## ASSIGNED TASK
Leaving out all pictures, write out word for word the lines from the one containing "[(281, 94), (6, 506)]" to the end of the data below.

## TASK DATA

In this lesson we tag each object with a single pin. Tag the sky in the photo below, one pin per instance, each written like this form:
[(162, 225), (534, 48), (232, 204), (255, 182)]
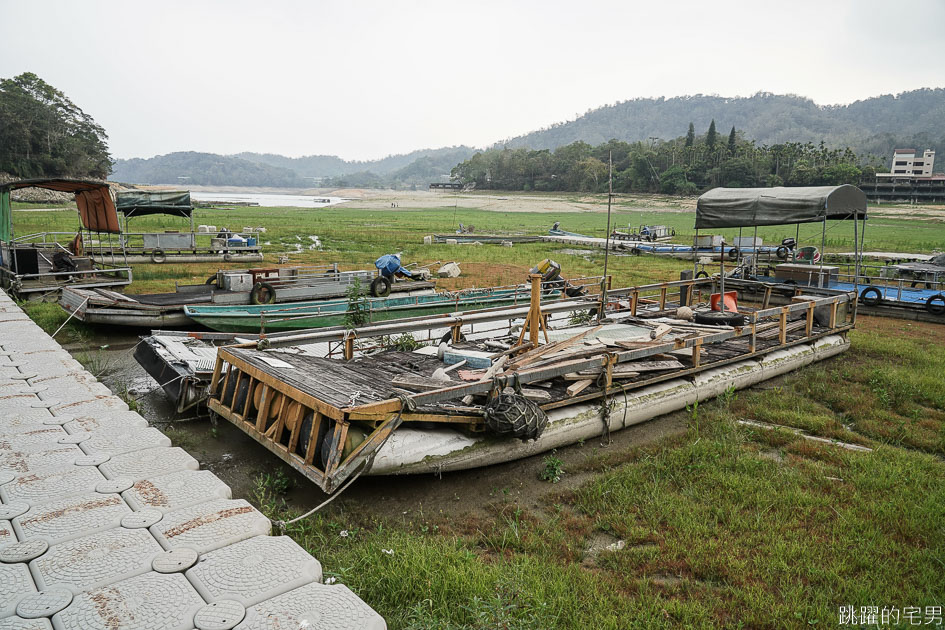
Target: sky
[(367, 79)]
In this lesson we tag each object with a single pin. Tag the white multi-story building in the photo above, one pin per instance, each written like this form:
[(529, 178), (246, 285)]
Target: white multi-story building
[(908, 163)]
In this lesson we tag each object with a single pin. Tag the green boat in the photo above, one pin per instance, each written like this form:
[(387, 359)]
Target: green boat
[(319, 314)]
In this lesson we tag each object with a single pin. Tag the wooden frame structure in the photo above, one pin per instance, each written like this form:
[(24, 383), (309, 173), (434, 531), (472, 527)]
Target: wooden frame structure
[(310, 427)]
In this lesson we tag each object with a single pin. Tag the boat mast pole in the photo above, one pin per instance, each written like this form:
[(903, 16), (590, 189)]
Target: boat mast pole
[(603, 282)]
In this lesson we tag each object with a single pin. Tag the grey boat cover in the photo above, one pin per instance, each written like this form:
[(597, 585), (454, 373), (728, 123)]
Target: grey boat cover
[(140, 203), (746, 207)]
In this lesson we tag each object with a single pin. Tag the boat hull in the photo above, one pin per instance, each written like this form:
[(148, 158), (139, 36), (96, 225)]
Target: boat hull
[(413, 451)]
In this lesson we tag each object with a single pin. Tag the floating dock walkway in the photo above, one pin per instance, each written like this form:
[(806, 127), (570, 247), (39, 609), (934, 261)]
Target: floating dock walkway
[(103, 524)]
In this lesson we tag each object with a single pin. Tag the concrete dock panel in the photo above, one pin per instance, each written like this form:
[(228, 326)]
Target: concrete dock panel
[(90, 497)]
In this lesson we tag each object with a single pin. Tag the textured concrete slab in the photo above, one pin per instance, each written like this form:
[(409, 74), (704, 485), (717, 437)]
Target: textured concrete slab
[(112, 442), (18, 623), (71, 517), (313, 606), (15, 583), (58, 456), (176, 490), (152, 601), (149, 463), (102, 522), (38, 488), (41, 438), (254, 570), (208, 526), (7, 537), (118, 420), (93, 561)]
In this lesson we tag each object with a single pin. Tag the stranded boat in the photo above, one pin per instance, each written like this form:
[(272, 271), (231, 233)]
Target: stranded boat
[(401, 412), (35, 266), (227, 287), (266, 318)]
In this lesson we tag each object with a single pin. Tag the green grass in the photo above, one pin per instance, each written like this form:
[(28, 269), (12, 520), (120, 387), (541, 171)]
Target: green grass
[(725, 525)]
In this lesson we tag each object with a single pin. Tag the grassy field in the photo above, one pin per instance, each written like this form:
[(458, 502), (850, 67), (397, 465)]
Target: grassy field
[(721, 525)]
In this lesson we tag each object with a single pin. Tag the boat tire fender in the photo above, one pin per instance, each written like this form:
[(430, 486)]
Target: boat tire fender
[(936, 304), (263, 293), (871, 296), (380, 286)]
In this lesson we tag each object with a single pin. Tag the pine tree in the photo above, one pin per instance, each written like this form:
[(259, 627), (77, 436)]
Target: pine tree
[(712, 136)]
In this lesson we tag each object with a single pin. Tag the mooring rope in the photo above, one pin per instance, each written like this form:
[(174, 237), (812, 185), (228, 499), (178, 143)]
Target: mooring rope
[(405, 403)]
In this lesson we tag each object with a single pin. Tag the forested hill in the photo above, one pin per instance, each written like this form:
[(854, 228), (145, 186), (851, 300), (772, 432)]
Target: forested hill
[(203, 169), (417, 168), (872, 126)]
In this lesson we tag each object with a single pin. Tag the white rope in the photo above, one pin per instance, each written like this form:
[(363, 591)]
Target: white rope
[(283, 524)]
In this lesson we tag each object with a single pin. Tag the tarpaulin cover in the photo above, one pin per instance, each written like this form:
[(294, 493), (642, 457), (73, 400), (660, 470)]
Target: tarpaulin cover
[(746, 207), (94, 200), (140, 203), (6, 217)]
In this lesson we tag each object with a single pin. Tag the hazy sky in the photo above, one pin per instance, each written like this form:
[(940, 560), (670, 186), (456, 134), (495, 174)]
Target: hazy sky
[(366, 79)]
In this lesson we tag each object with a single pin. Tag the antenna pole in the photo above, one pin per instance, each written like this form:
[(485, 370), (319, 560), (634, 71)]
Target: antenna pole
[(610, 196)]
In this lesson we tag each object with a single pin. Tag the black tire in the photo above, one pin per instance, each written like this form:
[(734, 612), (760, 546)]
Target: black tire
[(380, 286), (718, 318), (871, 296), (936, 304), (263, 293)]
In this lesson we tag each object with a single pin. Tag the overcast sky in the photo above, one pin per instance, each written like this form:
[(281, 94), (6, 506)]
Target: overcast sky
[(362, 80)]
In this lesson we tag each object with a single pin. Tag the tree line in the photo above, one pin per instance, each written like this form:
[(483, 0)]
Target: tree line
[(684, 166), (44, 134)]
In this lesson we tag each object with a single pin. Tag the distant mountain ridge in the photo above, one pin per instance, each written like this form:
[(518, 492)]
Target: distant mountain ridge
[(875, 125), (417, 168)]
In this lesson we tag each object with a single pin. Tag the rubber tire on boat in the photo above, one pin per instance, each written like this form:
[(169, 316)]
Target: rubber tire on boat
[(932, 304), (871, 296), (380, 286), (718, 318), (263, 290)]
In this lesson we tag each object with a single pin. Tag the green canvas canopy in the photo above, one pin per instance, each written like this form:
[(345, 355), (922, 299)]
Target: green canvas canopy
[(747, 207), (141, 203)]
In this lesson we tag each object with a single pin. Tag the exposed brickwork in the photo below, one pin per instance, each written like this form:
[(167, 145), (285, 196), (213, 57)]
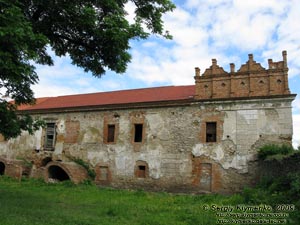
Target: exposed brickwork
[(137, 118), (75, 172), (111, 119), (72, 131), (1, 138), (103, 174), (197, 173), (141, 169), (249, 81), (211, 116), (164, 138)]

## ANSWER SPACE
[(281, 94), (6, 506)]
Target: overcast sky
[(362, 80)]
In this lesson we tag each object with a single pin. Tag the tree line in the photo above, one pin per instance, each written like this form:
[(483, 0)]
Target: tree line
[(684, 166), (44, 134)]
In this lesson we tag each object with a single pin. Tag the distant mountain ridge in the photo above, one pin per instance, each written like this form:
[(518, 492)]
Target: distant mountain ridge
[(875, 125), (417, 168)]
In this lesson we tag each object with a single pin. Tag the rubber tire on boat in the photo above, one pin per instance, each written like this form:
[(169, 316)]
Target: rubber tire on boat
[(932, 304), (871, 296), (380, 286), (718, 318), (263, 290)]
In this lesson we tag each object with a single pin. Tag the green canvas canopy in the photo above, one pin per instance, each written like this form:
[(345, 355), (922, 299)]
Target: green canvas canopy
[(747, 207), (141, 203)]
In this lesson we tag each object with a single pin. Tag the exposed brickwork in the photo below, one pin per instance, each written like this form:
[(167, 145), (285, 196), (213, 57)]
Target: exposed brickwork
[(137, 118), (75, 172), (111, 119), (72, 131), (1, 138), (103, 174), (197, 173), (141, 169), (249, 81), (211, 116), (164, 138)]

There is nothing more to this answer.